═══ Data supplied ═══

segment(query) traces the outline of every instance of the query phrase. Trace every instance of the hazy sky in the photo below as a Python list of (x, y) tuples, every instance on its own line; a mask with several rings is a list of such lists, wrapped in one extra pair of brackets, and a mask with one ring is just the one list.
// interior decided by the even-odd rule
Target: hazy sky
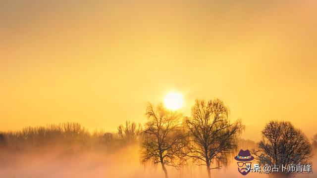
[(144, 122), (170, 91), (219, 97), (257, 139), (317, 134), (317, 1), (0, 0), (0, 130)]

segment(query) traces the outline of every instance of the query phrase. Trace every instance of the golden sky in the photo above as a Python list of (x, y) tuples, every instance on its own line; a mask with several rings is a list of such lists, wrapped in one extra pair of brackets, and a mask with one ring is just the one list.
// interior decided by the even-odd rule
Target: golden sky
[(170, 91), (317, 134), (317, 2), (0, 0), (0, 130), (145, 121)]

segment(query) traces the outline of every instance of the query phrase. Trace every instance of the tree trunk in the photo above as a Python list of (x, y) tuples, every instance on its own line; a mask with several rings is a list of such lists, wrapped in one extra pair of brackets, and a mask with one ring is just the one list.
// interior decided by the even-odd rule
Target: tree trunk
[(207, 172), (208, 173), (208, 178), (211, 178), (211, 175), (210, 173), (210, 165), (207, 164)]
[(165, 178), (168, 178), (168, 175), (167, 174), (167, 170), (166, 170), (166, 168), (165, 167), (165, 165), (164, 165), (164, 163), (160, 163), (162, 165), (162, 169), (163, 169), (163, 171), (164, 171), (164, 174), (165, 174)]

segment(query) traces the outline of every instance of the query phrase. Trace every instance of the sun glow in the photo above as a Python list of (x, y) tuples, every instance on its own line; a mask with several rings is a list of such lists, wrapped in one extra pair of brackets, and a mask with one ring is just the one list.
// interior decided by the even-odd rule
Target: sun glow
[(179, 109), (183, 105), (183, 96), (179, 92), (171, 92), (165, 97), (164, 104), (168, 109)]

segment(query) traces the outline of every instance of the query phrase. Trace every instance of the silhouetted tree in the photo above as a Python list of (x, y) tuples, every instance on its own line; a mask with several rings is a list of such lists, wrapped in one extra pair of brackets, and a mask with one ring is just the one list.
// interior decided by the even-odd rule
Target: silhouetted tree
[(120, 125), (118, 127), (118, 134), (121, 139), (125, 142), (130, 143), (137, 140), (138, 136), (142, 132), (141, 124), (137, 124), (135, 122), (126, 121), (125, 125)]
[(315, 134), (313, 137), (312, 145), (314, 149), (317, 149), (317, 134)]
[(4, 146), (5, 143), (5, 136), (4, 133), (0, 133), (0, 148)]
[(144, 132), (142, 161), (160, 163), (167, 178), (165, 166), (177, 168), (185, 161), (181, 152), (186, 143), (180, 125), (182, 115), (166, 110), (161, 103), (156, 108), (149, 103), (146, 116), (148, 121)]
[[(189, 137), (185, 154), (197, 165), (206, 166), (210, 178), (211, 169), (226, 164), (244, 128), (240, 121), (230, 123), (228, 114), (228, 108), (218, 99), (207, 102), (197, 100), (191, 118), (186, 121)], [(215, 166), (212, 168), (213, 164)]]
[[(262, 140), (257, 150), (253, 151), (261, 164), (274, 164), (287, 168), (290, 164), (306, 164), (312, 152), (311, 144), (305, 135), (294, 127), (289, 122), (271, 121), (262, 131)], [(284, 173), (272, 175), (274, 177), (287, 177)]]

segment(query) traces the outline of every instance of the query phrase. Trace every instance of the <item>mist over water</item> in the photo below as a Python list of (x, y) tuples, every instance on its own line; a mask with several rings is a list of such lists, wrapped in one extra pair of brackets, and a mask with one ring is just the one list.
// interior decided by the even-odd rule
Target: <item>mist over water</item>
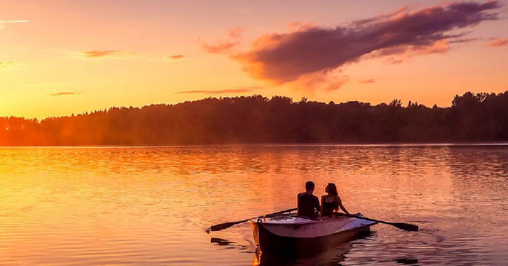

═══

## Instruction
Copy the material from its beginning through the line containing "130), (145, 121)]", adding 72 to every coordinate value in the answer outlines and omitting the pictures.

## Completed exercise
segment(query) traces the outline of every instance of the query phrase. Trace every instance of the hazy sky in the photo below as a Python list of (x, y) tuples, every instance on its own line; a mask with several rings is a list of such lists, wrapped in one extra pair of brackets, and a mask with one ring is just the one list.
// interior decided by the even-odd rule
Target: hazy sky
[(216, 194), (242, 163), (291, 169), (329, 211), (389, 206), (389, 73), (72, 72), (72, 202)]

segment(query) traces the outline of every instance of the query phrase. Trace every instance of the golden sky in the photo above as a Python list of (x, y) tuples, every instance on its own line; a mask with several rings is a list of such lists, wrapped in one extra pair of brackets, and a mask with one ring is just the one list.
// interior decided by the even-odd rule
Target: golden sky
[(242, 163), (389, 206), (389, 74), (72, 72), (72, 202), (217, 193)]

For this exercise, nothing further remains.